▸ **DATA**
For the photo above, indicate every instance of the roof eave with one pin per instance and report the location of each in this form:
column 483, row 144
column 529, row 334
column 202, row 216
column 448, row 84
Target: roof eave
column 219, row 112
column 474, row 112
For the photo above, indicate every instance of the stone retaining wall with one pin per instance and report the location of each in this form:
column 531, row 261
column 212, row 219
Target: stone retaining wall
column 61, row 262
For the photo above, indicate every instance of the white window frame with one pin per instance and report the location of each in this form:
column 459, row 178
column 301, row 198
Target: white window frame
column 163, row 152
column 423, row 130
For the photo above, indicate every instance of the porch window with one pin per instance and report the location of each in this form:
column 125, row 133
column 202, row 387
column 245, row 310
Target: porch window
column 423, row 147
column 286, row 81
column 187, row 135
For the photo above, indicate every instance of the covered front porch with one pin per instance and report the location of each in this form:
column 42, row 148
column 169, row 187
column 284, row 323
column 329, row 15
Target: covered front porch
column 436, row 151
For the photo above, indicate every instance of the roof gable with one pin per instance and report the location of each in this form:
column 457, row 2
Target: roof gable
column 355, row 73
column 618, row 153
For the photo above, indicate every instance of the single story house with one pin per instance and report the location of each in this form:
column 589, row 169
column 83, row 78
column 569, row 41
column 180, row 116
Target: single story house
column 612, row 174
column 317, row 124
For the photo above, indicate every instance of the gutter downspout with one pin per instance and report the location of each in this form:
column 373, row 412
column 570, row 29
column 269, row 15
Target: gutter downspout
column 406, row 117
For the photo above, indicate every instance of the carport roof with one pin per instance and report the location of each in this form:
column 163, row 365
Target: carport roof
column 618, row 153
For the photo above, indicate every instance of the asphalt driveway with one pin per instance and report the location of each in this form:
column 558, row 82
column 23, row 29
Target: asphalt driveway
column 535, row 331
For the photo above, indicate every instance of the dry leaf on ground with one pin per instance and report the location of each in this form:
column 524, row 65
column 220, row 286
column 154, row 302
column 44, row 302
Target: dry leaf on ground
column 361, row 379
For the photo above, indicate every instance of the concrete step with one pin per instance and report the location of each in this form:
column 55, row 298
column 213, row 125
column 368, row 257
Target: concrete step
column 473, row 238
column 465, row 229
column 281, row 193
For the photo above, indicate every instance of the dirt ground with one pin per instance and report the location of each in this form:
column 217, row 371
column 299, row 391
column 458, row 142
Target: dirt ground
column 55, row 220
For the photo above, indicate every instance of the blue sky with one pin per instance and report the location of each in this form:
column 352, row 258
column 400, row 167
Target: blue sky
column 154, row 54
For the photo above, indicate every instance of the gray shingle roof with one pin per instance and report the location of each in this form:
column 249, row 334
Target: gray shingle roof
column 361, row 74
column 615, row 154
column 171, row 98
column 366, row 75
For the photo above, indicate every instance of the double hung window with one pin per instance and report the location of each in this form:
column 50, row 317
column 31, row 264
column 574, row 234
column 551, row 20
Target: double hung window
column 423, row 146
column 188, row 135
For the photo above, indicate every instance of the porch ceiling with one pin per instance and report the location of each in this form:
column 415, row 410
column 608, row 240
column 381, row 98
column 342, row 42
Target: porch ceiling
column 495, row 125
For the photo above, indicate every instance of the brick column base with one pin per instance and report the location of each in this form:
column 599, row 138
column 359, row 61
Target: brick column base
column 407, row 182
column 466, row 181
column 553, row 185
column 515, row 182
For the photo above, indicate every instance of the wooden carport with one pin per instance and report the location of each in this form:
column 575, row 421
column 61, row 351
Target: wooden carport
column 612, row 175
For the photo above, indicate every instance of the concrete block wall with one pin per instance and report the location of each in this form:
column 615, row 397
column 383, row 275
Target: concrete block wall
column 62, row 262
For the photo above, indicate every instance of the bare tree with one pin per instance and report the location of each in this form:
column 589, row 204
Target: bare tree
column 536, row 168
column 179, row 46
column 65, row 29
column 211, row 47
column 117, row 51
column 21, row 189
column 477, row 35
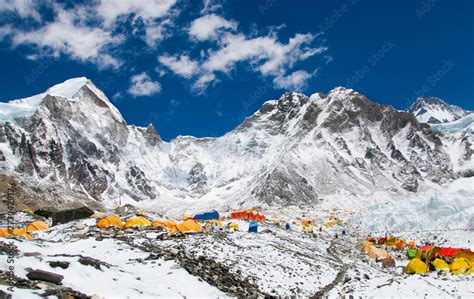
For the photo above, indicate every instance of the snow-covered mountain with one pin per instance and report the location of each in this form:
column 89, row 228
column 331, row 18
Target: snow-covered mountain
column 434, row 111
column 71, row 144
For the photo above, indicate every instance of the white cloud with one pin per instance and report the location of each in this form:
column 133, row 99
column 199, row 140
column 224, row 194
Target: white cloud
column 211, row 6
column 111, row 10
column 294, row 81
column 203, row 82
column 180, row 65
column 266, row 55
column 86, row 32
column 66, row 36
column 24, row 8
column 208, row 27
column 142, row 85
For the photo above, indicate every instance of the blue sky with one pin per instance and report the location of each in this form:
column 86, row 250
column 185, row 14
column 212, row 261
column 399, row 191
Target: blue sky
column 199, row 67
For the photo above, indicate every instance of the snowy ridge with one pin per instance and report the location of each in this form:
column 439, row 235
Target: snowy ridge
column 337, row 148
column 464, row 124
column 435, row 111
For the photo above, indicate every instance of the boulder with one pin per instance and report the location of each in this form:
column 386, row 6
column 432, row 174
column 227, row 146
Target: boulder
column 66, row 216
column 45, row 276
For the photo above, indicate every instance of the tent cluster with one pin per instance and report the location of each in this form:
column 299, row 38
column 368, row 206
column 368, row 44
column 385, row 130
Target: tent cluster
column 189, row 225
column 392, row 242
column 249, row 215
column 425, row 258
column 431, row 258
column 32, row 227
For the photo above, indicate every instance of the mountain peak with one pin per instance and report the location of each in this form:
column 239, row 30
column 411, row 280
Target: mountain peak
column 71, row 89
column 434, row 110
column 68, row 88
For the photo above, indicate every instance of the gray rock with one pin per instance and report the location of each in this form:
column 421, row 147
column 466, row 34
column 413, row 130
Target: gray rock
column 45, row 276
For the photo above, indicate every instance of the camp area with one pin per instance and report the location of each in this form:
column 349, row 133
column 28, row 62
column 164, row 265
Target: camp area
column 421, row 259
column 312, row 247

▸ **WORK INSTRUCTION**
Word for word, retype all of the data above, but include no pictures.

▸ **EXERCISE ANSWER**
For the photo above, indicate every instance of the roof eave with one pin per instance and report the location of each in this form:
column 483, row 144
column 529, row 334
column 202, row 216
column 448, row 84
Target: roof eave
column 219, row 112
column 474, row 112
For the photo above, indicate every instance of the stone retaining wall with one pin per instance and report the location of each in this form:
column 531, row 261
column 212, row 219
Target: stone retaining wall
column 61, row 262
For the photo above, indicate every instance of the white window frame with one pin per instance and report the location of each in this form:
column 459, row 178
column 301, row 198
Target: white window frame
column 163, row 152
column 423, row 130
For the photo above, indicate every instance of the porch window with one pin per instance and report the location of each in this form:
column 125, row 133
column 202, row 387
column 245, row 310
Target: porch window
column 423, row 147
column 286, row 81
column 187, row 135
For the photo above, indicate every instance of the covered front porch with one pin per instance and report the location of each in this form:
column 42, row 148
column 169, row 187
column 284, row 323
column 329, row 15
Target: covered front porch
column 436, row 151
For the photo above, indicate every instance of the roof gable with one pin per instance and report the location of each in this form:
column 457, row 2
Target: roof gable
column 355, row 73
column 618, row 153
For the photo above, indicate every instance of the single story house with one pin per instance and report the location of each in this form:
column 589, row 169
column 83, row 78
column 569, row 41
column 180, row 116
Target: single story house
column 612, row 174
column 317, row 124
For the photo above, indicate every instance of the gutter downspout with one pin per instance and report the location of each in this form:
column 373, row 412
column 570, row 29
column 269, row 15
Target: gutter downspout
column 406, row 117
For the photo above, indicate every instance of the carport roof with one pin per instance and report the location of each in this form:
column 163, row 365
Target: carport roof
column 618, row 153
For the photo above, indicate every instance of the asphalt driveway with one pin per instance and report the location of each in this form:
column 558, row 82
column 23, row 29
Target: asphalt driveway
column 535, row 331
For the photo above, indicate every instance of the dry leaf on ground with one pin per instance and report the location of each in this form:
column 524, row 65
column 220, row 286
column 154, row 302
column 44, row 302
Target: dry leaf on ground
column 361, row 379
For the photo above, indicate every instance of the concrete step with one pin per instance and report the location of each in this form:
column 55, row 298
column 213, row 125
column 368, row 257
Target: concrete step
column 473, row 238
column 465, row 229
column 281, row 193
For the photo above, indicate every instance of the dirt ground with one pin per instance and report the location of each in this form:
column 217, row 371
column 299, row 391
column 458, row 142
Target: dirt ground
column 55, row 220
For the photo above, indicate every instance of the blue sky with one pin per instance and report the location of each in this form:
column 352, row 258
column 400, row 167
Target: blue sky
column 154, row 54
For the photo above, indicate every instance of the gray shingle roof with one pin per instance and report the location of each in this form:
column 249, row 334
Target: gray shingle roof
column 361, row 74
column 615, row 154
column 171, row 98
column 366, row 75
For the photo above, indicate every instance of the double hung window with one pin per instance and report the location of each in this form:
column 50, row 317
column 31, row 264
column 574, row 234
column 551, row 20
Target: double hung window
column 423, row 146
column 188, row 135
For the photo above, indicate every instance of the porch ceiling with one pin per instance and report the location of each in this form:
column 415, row 410
column 608, row 240
column 381, row 98
column 342, row 42
Target: porch ceiling
column 495, row 125
For the photo above, indicate every instance of the brick column base with one pin per instance and report the location of each in this form:
column 599, row 138
column 359, row 61
Target: brick column base
column 407, row 182
column 466, row 181
column 553, row 185
column 515, row 182
For the photo above, indicate every instance of the wooden carport with one pin per instance and report the location of each in this form:
column 575, row 421
column 61, row 351
Target: wooden carport
column 612, row 175
For the photo above, indicate every instance of the concrete block wall with one pin per instance and report the location of each in this form:
column 615, row 397
column 383, row 275
Target: concrete block wall
column 62, row 262
For the photo above, indicate every instance of the bare tree with one pin per instance and report the location of each in this form:
column 589, row 204
Target: bare tree
column 536, row 168
column 179, row 46
column 65, row 29
column 211, row 47
column 117, row 51
column 21, row 189
column 477, row 35
For the photo above, indicate every instance of the snow-covered mountain with one pin per instance and report the location of each in this form:
column 89, row 228
column 331, row 18
Target: snow-covered mountain
column 434, row 111
column 71, row 144
For the photo above, indicate every instance of the white cloud with one pin per instance and report the location of each in this form:
column 133, row 99
column 199, row 140
column 224, row 194
Target: white cloud
column 211, row 6
column 111, row 10
column 294, row 81
column 203, row 82
column 180, row 65
column 266, row 55
column 86, row 32
column 66, row 36
column 24, row 8
column 208, row 27
column 142, row 85
For the photo above, indicate every instance of the blue sky with one pin per instance and report the location of each in this form:
column 86, row 250
column 185, row 14
column 212, row 261
column 399, row 191
Target: blue sky
column 199, row 67
For the photo above, indicate every instance of the snowy ridge with one pin per instance and report the location of each in this form:
column 439, row 235
Target: snowy ridge
column 337, row 148
column 464, row 124
column 435, row 111
For the photo above, indicate every instance of the boulder with one pin per instance and report the location of each in this form:
column 386, row 6
column 432, row 174
column 227, row 146
Target: boulder
column 66, row 216
column 45, row 276
For the photo above, indicate every instance of the tent cluster with one pin per instance and report the location of each in this form:
column 299, row 38
column 368, row 206
column 368, row 44
column 385, row 130
Target: tent cluster
column 189, row 225
column 392, row 242
column 249, row 215
column 425, row 258
column 431, row 258
column 32, row 227
For the photo above, indicate every instance of the mountain peak with one pin per instance and report the location of each in this form:
column 239, row 30
column 411, row 280
Target: mountain peak
column 71, row 89
column 434, row 110
column 68, row 88
For the photo above, indicate every instance of the gray rock with one pin per instance and report the location of each in this form:
column 421, row 147
column 466, row 34
column 413, row 130
Target: gray rock
column 45, row 276
For the photo above, indicate every instance of the camp area with one pin per instance and report the location of each in this form:
column 349, row 133
column 28, row 62
column 164, row 265
Target: camp area
column 421, row 259
column 312, row 247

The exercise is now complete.